Your assignment: Please repeat, from the entries that follow, the lines from the one containing "indicate the jagged" through the one containing "indicate the white" exactly, adding nothing.

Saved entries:

# # #

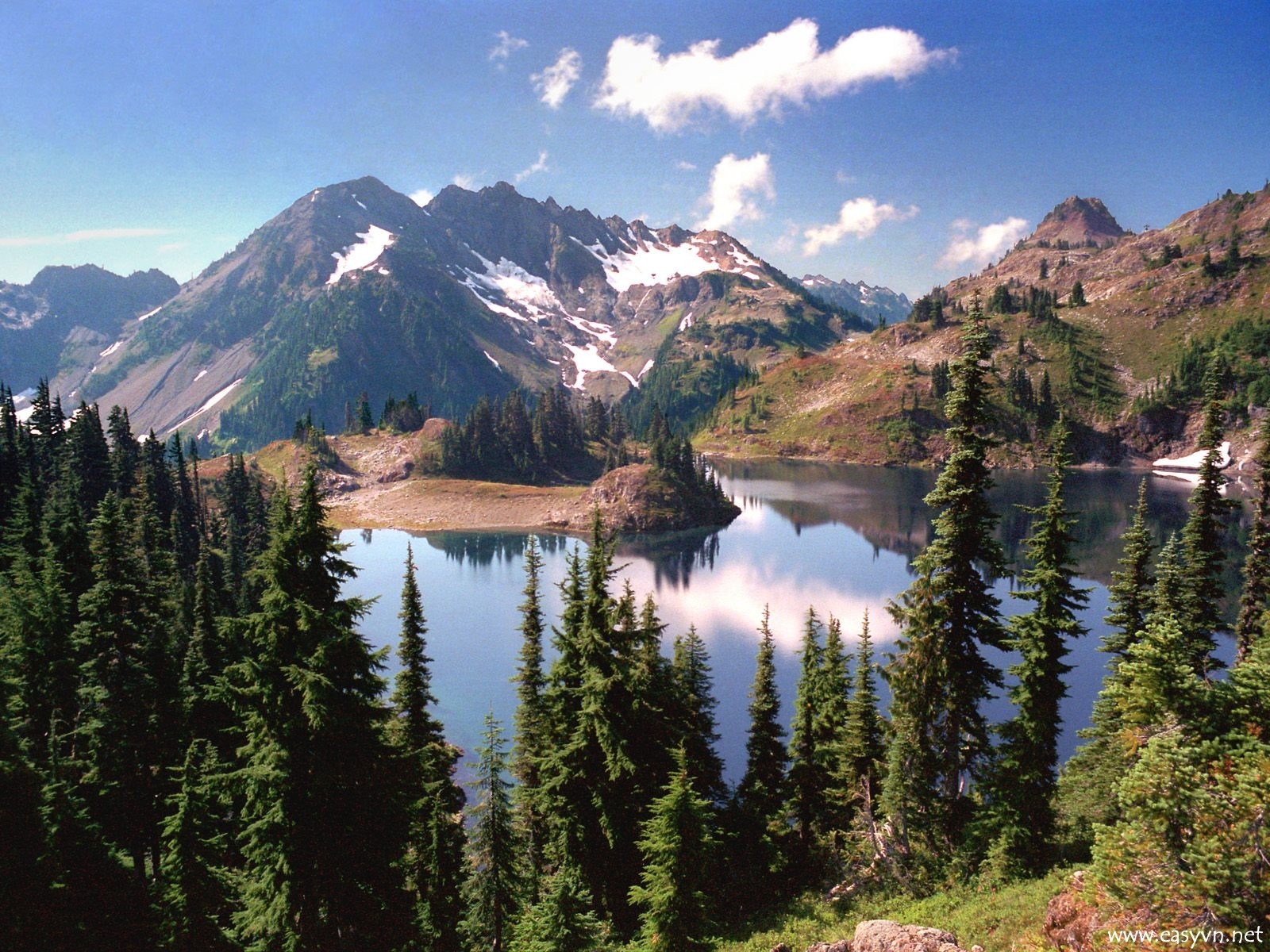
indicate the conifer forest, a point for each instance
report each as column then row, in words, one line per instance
column 200, row 750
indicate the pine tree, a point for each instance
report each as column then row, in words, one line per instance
column 1028, row 761
column 563, row 919
column 531, row 725
column 1204, row 539
column 196, row 894
column 676, row 847
column 940, row 677
column 1130, row 587
column 700, row 736
column 806, row 778
column 1255, row 597
column 864, row 748
column 433, row 801
column 492, row 889
column 761, row 790
column 321, row 829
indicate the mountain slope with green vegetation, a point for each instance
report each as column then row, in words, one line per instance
column 1118, row 328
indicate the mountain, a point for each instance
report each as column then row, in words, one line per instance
column 357, row 290
column 873, row 304
column 1079, row 222
column 65, row 317
column 1121, row 325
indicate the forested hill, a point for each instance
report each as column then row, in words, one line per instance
column 198, row 749
column 1113, row 328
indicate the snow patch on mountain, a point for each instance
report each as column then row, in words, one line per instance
column 514, row 285
column 652, row 264
column 355, row 258
column 211, row 401
column 587, row 359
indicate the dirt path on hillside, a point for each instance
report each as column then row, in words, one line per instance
column 375, row 488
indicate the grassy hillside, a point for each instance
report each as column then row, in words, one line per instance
column 1151, row 301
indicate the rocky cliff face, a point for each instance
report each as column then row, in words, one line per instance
column 357, row 289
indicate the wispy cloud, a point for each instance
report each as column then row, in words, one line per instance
column 556, row 82
column 984, row 244
column 783, row 67
column 540, row 165
column 734, row 184
column 73, row 238
column 859, row 217
column 506, row 46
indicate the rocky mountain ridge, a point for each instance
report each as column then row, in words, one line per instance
column 1149, row 300
column 356, row 289
column 67, row 315
column 876, row 305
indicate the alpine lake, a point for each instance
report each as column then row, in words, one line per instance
column 838, row 539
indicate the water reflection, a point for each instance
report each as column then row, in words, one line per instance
column 836, row 537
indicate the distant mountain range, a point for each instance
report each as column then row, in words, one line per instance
column 1118, row 327
column 67, row 315
column 357, row 290
column 876, row 305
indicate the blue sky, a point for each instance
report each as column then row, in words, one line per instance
column 901, row 144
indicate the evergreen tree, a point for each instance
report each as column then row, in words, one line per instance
column 563, row 919
column 433, row 801
column 676, row 847
column 531, row 725
column 196, row 895
column 806, row 777
column 761, row 791
column 321, row 829
column 695, row 691
column 1204, row 539
column 863, row 739
column 1255, row 597
column 1130, row 587
column 1028, row 761
column 940, row 677
column 492, row 889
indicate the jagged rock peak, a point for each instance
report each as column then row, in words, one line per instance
column 1079, row 221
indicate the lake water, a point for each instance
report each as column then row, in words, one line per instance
column 836, row 537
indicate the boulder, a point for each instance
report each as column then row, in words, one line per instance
column 887, row 936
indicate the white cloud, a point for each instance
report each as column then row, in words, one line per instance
column 859, row 217
column 86, row 235
column 986, row 244
column 506, row 46
column 556, row 82
column 783, row 67
column 733, row 184
column 540, row 165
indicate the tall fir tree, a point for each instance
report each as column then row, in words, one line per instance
column 1026, row 770
column 321, row 827
column 1130, row 585
column 698, row 727
column 492, row 889
column 864, row 749
column 1255, row 597
column 806, row 780
column 531, row 725
column 1204, row 539
column 676, row 844
column 940, row 677
column 433, row 848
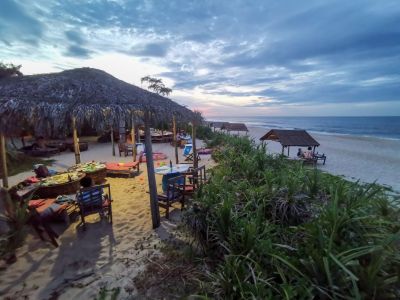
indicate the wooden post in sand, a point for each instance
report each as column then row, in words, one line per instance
column 195, row 161
column 3, row 158
column 133, row 136
column 112, row 140
column 155, row 212
column 76, row 142
column 175, row 139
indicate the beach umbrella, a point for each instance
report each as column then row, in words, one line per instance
column 60, row 103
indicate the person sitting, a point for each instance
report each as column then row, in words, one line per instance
column 309, row 153
column 300, row 153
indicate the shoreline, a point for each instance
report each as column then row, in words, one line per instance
column 354, row 136
column 367, row 159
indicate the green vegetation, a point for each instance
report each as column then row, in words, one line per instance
column 273, row 229
column 15, row 216
column 204, row 133
column 9, row 70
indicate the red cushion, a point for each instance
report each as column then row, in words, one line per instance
column 36, row 203
column 156, row 156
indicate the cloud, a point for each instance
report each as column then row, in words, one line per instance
column 17, row 24
column 252, row 56
column 75, row 37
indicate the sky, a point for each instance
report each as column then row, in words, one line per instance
column 223, row 58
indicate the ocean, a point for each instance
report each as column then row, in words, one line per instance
column 380, row 127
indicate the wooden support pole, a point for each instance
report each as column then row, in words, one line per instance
column 175, row 139
column 112, row 140
column 155, row 212
column 76, row 142
column 133, row 136
column 195, row 161
column 3, row 157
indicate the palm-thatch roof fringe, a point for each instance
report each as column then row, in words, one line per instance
column 46, row 103
column 234, row 126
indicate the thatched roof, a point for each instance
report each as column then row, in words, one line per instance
column 47, row 102
column 290, row 138
column 234, row 127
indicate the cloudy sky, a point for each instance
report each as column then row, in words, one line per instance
column 222, row 57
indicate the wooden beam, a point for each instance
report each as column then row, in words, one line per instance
column 3, row 157
column 155, row 212
column 112, row 140
column 195, row 161
column 76, row 142
column 133, row 136
column 175, row 140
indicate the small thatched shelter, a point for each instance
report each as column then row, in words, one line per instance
column 288, row 138
column 61, row 103
column 234, row 127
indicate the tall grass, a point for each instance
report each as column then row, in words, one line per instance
column 274, row 229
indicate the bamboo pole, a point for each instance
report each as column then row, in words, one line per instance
column 3, row 158
column 155, row 212
column 133, row 140
column 195, row 161
column 112, row 141
column 76, row 142
column 175, row 139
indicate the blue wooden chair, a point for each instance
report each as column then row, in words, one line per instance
column 93, row 200
column 174, row 193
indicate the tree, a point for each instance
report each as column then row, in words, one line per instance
column 9, row 70
column 156, row 85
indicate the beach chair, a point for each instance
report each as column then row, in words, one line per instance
column 321, row 157
column 174, row 193
column 188, row 153
column 92, row 200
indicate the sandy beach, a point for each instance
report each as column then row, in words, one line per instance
column 368, row 159
column 103, row 256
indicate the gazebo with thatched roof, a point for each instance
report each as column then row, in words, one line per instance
column 288, row 138
column 59, row 103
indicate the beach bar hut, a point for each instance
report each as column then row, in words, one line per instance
column 238, row 127
column 61, row 103
column 288, row 138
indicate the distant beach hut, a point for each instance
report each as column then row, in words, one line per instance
column 238, row 127
column 289, row 138
column 60, row 103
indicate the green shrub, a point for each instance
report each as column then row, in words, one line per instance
column 274, row 229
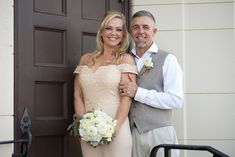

# # #

Task response:
indicate the jagged rock peak, a point for each instance
report each as column then row, in words, one line per instance
column 1079, row 221
indicate the lake water, a point for each instance
report each as column then row, in words, one line per instance
column 836, row 537
indicate the boulder, a point for each instance
report each as column then row, in words, one line per instance
column 887, row 936
indicate the white cloud, a point for each instance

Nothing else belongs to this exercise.